As a multidisciplinary artist with a background in architecture, Chong Yan has always been intrigued by the intersection between physical and virtual realities. Delving deeper into that realm, he began merging machine learning, visual arts and storytelling to create cutting-edge art installations, which challenge the perception of space, reality and experience. His latest – Atl-Aequus and the Five Phases presents a deep dive into a mythological world filled with surreal landscapes, futuristic artefacts that help expand the boundaries of space, time and spiritual identity.
World-building is pretty heavy-duty stuff, how did you get into it?
I was trained as an architect and worked in the corporate architectural world where there’s always been a fundamental understanding of spatial quality and spatial atmosphere and things like that. But in the world of architecture, there’s also limitation. The great thing about world-building is that you can literally do things without the confinement of physics; you can even create the law of society. It’s like you’re designing a whole new ecosystem and planet.
What was the inspiration behind Atl-Aequus and the Five Phases?

**Directive A**
In the interview, which three things did Chong Yan begin merging to create his art installations? List all of them.
**Directive B**
Retype the passage of the interview between "I was trained" and "ecosystem and planet.", inclusive.
None of the records are needed here.

**Items**
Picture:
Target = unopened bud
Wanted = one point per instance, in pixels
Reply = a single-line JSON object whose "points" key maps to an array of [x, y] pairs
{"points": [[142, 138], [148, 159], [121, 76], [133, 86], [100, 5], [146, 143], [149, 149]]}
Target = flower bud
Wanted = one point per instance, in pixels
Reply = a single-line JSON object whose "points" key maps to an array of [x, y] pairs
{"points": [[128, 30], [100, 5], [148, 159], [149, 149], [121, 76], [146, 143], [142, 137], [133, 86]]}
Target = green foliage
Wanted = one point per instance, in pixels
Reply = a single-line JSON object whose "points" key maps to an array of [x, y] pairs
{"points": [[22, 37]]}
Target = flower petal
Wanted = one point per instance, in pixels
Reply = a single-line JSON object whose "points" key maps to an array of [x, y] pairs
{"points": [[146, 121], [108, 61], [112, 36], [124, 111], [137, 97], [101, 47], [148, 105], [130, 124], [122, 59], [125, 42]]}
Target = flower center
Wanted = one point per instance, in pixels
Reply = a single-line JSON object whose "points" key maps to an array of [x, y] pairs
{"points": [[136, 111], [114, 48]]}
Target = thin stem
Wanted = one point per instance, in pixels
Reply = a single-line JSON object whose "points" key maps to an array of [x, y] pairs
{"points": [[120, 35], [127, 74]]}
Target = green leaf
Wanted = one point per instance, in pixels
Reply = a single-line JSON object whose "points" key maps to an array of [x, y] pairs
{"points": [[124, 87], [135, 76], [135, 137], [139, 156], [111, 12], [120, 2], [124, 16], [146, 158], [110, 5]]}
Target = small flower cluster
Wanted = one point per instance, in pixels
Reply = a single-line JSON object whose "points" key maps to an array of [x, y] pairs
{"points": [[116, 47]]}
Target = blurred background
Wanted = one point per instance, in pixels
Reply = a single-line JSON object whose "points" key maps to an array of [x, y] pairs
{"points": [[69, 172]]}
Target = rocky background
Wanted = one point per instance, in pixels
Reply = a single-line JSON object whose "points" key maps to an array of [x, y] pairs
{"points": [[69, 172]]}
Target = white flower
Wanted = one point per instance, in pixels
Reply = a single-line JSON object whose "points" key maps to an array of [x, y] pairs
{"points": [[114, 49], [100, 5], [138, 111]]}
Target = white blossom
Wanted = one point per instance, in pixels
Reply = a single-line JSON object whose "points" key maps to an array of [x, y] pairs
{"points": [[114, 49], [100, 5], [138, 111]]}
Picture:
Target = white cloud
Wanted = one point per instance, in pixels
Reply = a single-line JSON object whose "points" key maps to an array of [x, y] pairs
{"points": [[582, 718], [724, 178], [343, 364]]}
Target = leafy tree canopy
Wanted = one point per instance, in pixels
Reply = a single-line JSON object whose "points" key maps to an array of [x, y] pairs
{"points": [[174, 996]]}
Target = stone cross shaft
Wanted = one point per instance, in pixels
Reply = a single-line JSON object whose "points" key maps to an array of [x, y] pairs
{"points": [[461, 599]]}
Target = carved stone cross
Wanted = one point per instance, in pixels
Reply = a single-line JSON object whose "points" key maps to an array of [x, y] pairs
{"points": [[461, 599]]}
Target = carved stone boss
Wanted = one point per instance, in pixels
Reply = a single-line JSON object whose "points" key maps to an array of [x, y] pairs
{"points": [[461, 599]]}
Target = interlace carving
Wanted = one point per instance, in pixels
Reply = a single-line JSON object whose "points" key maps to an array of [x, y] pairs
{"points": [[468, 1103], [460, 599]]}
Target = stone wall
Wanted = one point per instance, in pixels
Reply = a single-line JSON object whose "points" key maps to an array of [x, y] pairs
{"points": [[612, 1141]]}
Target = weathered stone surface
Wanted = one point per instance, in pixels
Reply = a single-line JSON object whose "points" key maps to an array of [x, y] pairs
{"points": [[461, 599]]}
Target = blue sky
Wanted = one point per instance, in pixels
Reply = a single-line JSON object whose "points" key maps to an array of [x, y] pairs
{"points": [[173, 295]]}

**Task response A**
- Machine learning
- Visual arts
- Storytelling

**Task response B**
I was trained as an architect and worked in the corporate architectural world where there’s always been a fundamental understanding of spatial quality and spatial atmosphere and things like that. But in the world of architecture, there’s also limitation. The great thing about world-building is that you can literally do things without the confinement of physics; you can even create the law of society. It’s like you’re designing a whole new ecosystem and planet.